(Entradas de datos extraídas)

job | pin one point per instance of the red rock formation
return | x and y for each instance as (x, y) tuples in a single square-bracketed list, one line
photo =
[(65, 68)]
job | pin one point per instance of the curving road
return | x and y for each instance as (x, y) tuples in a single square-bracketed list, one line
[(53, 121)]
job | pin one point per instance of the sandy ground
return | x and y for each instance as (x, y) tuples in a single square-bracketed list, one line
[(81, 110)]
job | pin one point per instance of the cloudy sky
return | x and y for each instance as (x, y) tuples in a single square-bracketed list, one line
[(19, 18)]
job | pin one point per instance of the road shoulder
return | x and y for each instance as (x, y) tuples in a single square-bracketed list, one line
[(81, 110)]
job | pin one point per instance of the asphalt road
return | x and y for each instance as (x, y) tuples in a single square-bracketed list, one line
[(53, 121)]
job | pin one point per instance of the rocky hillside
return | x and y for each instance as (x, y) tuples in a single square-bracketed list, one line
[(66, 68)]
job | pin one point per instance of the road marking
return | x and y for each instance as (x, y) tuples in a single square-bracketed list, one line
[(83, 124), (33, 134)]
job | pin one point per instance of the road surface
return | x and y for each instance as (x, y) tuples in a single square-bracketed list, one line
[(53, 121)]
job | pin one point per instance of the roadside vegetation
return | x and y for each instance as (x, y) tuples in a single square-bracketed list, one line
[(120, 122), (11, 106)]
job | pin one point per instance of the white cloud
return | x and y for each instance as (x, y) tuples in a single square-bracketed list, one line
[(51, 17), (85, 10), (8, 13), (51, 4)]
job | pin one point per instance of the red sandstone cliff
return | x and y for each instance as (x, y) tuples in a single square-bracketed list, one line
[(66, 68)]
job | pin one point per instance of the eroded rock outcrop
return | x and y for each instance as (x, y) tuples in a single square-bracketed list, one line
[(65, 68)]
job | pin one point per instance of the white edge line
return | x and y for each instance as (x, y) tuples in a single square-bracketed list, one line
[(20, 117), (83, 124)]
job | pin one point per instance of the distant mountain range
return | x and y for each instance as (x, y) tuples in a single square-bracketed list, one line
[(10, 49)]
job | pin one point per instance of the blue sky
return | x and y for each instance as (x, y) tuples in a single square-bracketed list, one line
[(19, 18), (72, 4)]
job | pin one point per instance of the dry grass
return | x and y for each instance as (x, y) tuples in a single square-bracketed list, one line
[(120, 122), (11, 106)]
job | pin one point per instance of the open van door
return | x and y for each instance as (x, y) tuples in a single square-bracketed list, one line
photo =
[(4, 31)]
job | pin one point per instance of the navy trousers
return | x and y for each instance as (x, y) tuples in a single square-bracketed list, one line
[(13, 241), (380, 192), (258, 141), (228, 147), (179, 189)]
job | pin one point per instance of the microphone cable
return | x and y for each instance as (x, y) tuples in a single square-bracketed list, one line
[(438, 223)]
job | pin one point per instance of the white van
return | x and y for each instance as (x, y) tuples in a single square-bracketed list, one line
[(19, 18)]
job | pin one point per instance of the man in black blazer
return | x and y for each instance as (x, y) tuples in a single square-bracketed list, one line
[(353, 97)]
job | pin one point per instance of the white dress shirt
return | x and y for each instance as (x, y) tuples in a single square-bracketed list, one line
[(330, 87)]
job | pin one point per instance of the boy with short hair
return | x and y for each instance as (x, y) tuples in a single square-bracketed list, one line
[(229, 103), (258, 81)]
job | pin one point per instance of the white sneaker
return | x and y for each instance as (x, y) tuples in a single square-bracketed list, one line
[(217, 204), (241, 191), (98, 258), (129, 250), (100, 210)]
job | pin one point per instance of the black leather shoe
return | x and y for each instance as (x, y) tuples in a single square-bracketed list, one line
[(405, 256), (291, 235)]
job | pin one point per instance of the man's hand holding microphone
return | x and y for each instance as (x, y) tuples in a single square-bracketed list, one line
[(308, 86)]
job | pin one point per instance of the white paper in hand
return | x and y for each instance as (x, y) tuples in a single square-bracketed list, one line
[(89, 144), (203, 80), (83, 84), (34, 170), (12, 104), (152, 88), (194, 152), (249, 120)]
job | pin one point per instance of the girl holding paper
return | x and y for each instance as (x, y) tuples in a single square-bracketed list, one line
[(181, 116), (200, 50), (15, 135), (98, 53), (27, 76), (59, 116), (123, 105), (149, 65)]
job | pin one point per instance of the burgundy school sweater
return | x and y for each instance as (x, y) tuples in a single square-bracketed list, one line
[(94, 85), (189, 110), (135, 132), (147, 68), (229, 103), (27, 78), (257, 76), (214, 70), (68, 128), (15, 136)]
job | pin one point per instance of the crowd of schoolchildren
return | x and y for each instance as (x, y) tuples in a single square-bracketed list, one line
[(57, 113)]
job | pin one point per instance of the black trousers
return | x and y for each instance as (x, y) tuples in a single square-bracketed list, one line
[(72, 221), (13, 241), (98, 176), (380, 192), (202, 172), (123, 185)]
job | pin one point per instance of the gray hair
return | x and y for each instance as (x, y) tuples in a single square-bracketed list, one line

• DETALLES DE LA TAREA: Cambia "burgundy" por "navy" y vuelve a escribir únicamente las líneas de los ítems que van desde la que contiene "job | pin one point per instance of the man in" hasta la que contiene "128), (15, 136)]", sin modificar nada más.

• RESULTADO DEL EJERCICIO:
job | pin one point per instance of the man in black blazer
return | x and y for each instance as (x, y) tuples in a single square-bracketed list, one line
[(353, 97)]
job | pin one point per instance of the white dress shirt
return | x and y for each instance as (x, y) tuples in a single square-bracketed list, one line
[(330, 87)]
job | pin one point per instance of the boy with short hair
return | x and y for each instance as (x, y) tuples in a single square-bracketed list, one line
[(229, 103), (258, 81)]
job | pin one point per instance of the white sneaker
return | x and y for each instance as (x, y) tuples in a single square-bracketed list, one line
[(217, 204), (241, 191), (98, 258), (129, 250), (100, 210)]
job | pin one point per instance of the black leather shoe
return | x and y for each instance as (x, y) tuples in a single square-bracketed list, one line
[(405, 256), (291, 235)]
job | pin one point per instance of the man's hand holding microphone
return | x and y for each instance as (x, y) tuples in a single square-bracketed list, one line
[(308, 86)]
job | pin one point per instance of the white paper in hand
return | x and y for each instance as (x, y) tuples in a single square-bracketed list, one line
[(89, 144), (203, 80), (83, 84), (34, 170), (12, 104), (152, 88), (194, 152), (249, 120)]
job | pin one point per instance of the girl holding paper
return | x and y for each instance as (x, y) tuples in a single square-bracketed list, one line
[(181, 116), (200, 50), (15, 135), (98, 53), (27, 76), (59, 116), (123, 105), (149, 65)]
job | pin one point per instance of the navy school sweater
return | x and y for each instance as (x, y) tuples in a single square-bracketed list, one line
[(94, 85), (189, 110), (135, 132), (147, 68), (229, 103), (27, 78), (257, 76), (214, 70), (68, 128), (15, 136)]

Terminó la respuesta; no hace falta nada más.